◆ INSTRUCTIONS FOR THE TASK
Every entry, exactly as given, must be retyped.

|---|

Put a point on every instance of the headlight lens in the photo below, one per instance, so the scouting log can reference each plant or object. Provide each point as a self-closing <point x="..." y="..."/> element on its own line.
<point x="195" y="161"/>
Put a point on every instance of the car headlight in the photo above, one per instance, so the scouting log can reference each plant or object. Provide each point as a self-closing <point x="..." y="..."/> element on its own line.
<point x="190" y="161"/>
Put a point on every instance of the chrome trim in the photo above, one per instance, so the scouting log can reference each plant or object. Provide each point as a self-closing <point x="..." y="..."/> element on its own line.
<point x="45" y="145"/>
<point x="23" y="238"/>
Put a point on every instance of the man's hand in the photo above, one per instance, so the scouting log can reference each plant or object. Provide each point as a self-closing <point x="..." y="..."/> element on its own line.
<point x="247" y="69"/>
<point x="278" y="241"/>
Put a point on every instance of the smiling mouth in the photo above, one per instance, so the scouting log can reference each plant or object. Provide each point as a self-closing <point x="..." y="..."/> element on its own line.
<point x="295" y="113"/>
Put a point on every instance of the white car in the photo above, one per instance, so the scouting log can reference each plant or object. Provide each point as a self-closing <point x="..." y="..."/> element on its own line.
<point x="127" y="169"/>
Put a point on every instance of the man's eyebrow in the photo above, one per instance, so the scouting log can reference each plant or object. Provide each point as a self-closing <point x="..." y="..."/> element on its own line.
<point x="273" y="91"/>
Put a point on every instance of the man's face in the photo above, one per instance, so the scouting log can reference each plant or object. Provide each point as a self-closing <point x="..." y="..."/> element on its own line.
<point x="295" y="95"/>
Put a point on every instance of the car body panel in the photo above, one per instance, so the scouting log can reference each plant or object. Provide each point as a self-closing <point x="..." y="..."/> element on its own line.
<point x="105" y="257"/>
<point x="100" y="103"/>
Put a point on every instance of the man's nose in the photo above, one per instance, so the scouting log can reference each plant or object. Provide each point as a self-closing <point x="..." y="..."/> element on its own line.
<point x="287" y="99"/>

|---|

◆ SOLUTION TO THIS PROBLEM
Put a point on every instance of the headlight lens in the photo below, one per instance, so the scouting log can reference each plant or object. Provide each point as a self-closing <point x="..." y="..."/> element on its own line.
<point x="195" y="161"/>
Put a point on every instance of the car headlight in the photo above, one per instance, so the scouting log can reference each plant or object. Provide each point as a self-closing <point x="..." y="..."/> element on its own line.
<point x="190" y="161"/>
Put a point on every instance of the chrome trim in the photo above, one per instance, so the scouting log can reference each plant or object. Provide each point as a self-closing <point x="..." y="..."/> element on its own line.
<point x="45" y="145"/>
<point x="23" y="238"/>
Put a point on every instance of the man's hand in the photo above, one per instance, so the scouting log can reference each plant or object. Provide each point as a self-closing <point x="..." y="..."/> element on its own line.
<point x="247" y="69"/>
<point x="278" y="241"/>
Put a point on every instance of the smiling mouth in the photo above, one per instance, so the scouting log can reference each plant or object. Provide each point as a self-closing <point x="..." y="..."/> element on its own line.
<point x="295" y="113"/>
Put a point on every instance of the white car in the photo above, one per instance, so the scouting log can reference each plant or object. Provide each point as a self-closing <point x="..." y="..."/> element on its own line.
<point x="127" y="169"/>
Put a point on every instance of the man's eyebrow in the photo above, one per instance, so the scouting log can reference each plant or object. Provide each point as a self-closing <point x="..." y="..."/> element on its own line.
<point x="273" y="91"/>
Put a point on every instance of the man's face in the photo above, one per instance, so the scouting log can reference each plant or object. Provide each point as a self-closing <point x="..." y="..."/> element on its own line.
<point x="295" y="95"/>
Put a point on every instance of the car body panel in the photo above, one per instance, so the scouting log can reference each plant or object. Provide each point as a self-closing <point x="..." y="..."/> element on its own line.
<point x="105" y="257"/>
<point x="100" y="103"/>
Put a point on every instance of the man's nose in the photo above, one per instance, so the scouting log can reference each plant or object. Provide each point as a self-closing <point x="..." y="..."/> element on its own line.
<point x="287" y="99"/>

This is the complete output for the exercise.